Start of EXTRACTED DATA

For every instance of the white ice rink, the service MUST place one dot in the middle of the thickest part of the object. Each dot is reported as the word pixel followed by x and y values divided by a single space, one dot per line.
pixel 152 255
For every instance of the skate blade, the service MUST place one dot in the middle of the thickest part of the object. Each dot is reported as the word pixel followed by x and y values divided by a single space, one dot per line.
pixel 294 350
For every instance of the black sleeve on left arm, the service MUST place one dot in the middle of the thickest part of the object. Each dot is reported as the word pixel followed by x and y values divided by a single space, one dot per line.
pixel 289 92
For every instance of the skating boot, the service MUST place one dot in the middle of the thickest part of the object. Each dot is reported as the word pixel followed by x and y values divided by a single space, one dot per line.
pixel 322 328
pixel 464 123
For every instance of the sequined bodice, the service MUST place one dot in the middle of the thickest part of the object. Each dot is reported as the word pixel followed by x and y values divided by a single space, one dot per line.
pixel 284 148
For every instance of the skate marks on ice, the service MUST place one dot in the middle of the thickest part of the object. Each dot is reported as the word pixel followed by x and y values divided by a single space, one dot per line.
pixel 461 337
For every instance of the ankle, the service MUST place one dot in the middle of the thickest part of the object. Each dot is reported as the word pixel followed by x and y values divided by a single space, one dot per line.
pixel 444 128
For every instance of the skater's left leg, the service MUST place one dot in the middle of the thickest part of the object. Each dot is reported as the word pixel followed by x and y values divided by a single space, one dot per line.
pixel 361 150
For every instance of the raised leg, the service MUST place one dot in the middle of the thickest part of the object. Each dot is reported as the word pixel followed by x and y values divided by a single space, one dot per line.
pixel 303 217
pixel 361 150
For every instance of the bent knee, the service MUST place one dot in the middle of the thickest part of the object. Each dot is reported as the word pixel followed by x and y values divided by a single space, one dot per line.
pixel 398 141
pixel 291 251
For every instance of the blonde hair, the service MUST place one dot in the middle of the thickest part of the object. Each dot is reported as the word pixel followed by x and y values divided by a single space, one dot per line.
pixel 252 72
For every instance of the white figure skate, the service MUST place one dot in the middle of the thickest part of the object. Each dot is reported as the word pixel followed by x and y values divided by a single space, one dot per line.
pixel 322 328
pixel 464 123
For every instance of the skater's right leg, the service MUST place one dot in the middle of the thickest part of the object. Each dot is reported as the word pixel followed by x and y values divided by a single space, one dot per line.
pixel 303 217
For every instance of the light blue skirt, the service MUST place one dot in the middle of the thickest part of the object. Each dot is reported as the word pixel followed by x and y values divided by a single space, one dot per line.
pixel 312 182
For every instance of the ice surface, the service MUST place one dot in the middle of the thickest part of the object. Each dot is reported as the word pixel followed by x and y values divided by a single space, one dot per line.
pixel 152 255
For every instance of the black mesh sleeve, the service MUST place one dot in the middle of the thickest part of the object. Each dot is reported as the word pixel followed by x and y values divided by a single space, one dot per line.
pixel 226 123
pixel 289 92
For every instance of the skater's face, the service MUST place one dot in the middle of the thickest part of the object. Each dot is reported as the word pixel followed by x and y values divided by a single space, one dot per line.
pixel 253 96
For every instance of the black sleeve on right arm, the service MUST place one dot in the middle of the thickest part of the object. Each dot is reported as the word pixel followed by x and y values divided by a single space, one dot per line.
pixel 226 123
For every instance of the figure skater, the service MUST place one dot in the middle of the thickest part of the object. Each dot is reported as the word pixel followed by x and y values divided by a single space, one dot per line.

End of EXTRACTED DATA

EXERCISE TASK - Rewrite the entries above as a numbered list, leaving out any blank lines.

ANSWER -
1. For every instance of the white ice rink, the service MUST place one dot in the middle of the thickest part of the object. Each dot is reported as the word pixel followed by x and y values divided by a single space, one dot per line.
2. pixel 152 255
3. For every instance of the skate blade, the service MUST place one dot in the middle of the thickest part of the object. Each dot is reported as the word pixel followed by x and y values divided by a single space, one dot per line.
4. pixel 294 350
5. For every instance of the black sleeve on left arm, the service MUST place one dot in the middle of the thickest part of the object. Each dot is reported as the word pixel followed by x and y values divided by a single space, one dot per line.
6. pixel 289 92
7. For every instance of the skating boot, the service MUST place one dot in the middle of the thickest part of the object. Each dot is reported as the word pixel followed by x and y values divided by a single space, one dot per line.
8. pixel 322 328
9. pixel 464 123
10. For every instance of the sequined bodice, the service MUST place one dot in the middle of the thickest part of the object. Each dot is reported as the word pixel followed by x and y values divided by a single space, one dot per line.
11. pixel 284 148
12. For every instance of the skate marks on ice, the service MUST place one dot in the middle of the thickest part of the object. Each dot is reported as the word pixel followed by x and y values divided by a single space, one dot per line.
13. pixel 461 337
14. For every instance of the ankle, the service MUST place one dot in the middle of the thickest part of the object. Each dot is reported as the word pixel followed by x and y values divided by a single space, one dot per line.
15. pixel 444 128
16. For every instance of the skater's left leg, the service MUST place one dot in the middle of the thickest part of the object. Each dot is reported as the word pixel followed by x and y values divided by a single space, one dot per line.
17. pixel 361 150
18. For every instance of the raised leg, the service MUST place one dot in the middle of the thickest part of the object. Each dot is reported as the word pixel followed by x and y values divided by a single space, one dot per line.
19. pixel 303 217
20. pixel 361 150
21. For every instance of the bent knee, the service MUST place one dot in the middle of the thickest part of the object. Each dot is reported as the word pixel followed by x and y values divided by a single space, one dot per line.
22. pixel 398 141
23. pixel 291 251
24. For every instance of the blonde hair, the service MUST place one dot in the middle of the thickest part of the object. Each dot is reported as the word pixel followed by x and y values divided by a single space, one dot per line.
25. pixel 252 72
26. For every instance of the white figure skate, the service MUST place one dot in the middle of the thickest part of the object. Each dot is reported as the word pixel followed by x and y values divided by a single space, one dot per line.
27. pixel 322 328
28. pixel 464 123
29. For every instance of the skater's right leg, the service MUST place one dot in the middle of the thickest part of the object. Each dot is reported as the word pixel followed by x and y values divided by a single space, one dot per line.
30. pixel 303 217
31. For every instance of the light blue skirt, the service MUST place one dot in the middle of the thickest part of the object. Each dot is reported as the word pixel followed by x and y values divided by a single space, one dot per line.
32. pixel 312 182
33. For every instance of the ice surface, the service MUST place one dot in the middle of the thickest part of the object. Each dot is reported as the word pixel followed by x and y values divided by a single space, one dot per line.
34. pixel 152 255
35. For every instance of the black mesh sleeve, the service MUST place one dot in the middle of the thickest part of the object. Each dot is reported as the word pixel followed by x and y values divided by a single space, one dot per line.
36. pixel 226 123
37. pixel 289 92
38. For every instance of the skater's face, the service MUST place one dot in the middle of the thickest part of the object. Each dot is reported as the word pixel followed by x and y values divided by a single space, one dot per line.
39. pixel 253 96
40. For every instance of the black sleeve on right arm, the service MUST place one dot in the middle of the thickest part of the object. Each dot is reported as the word pixel followed by x and y values divided by a single space, one dot per line.
41. pixel 226 123
42. For every instance of the figure skater, the service MUST place one dot in the middle of the thickest part of the object. Each dot is reported as the word pixel followed by x and y values divided by a single space, one dot per line.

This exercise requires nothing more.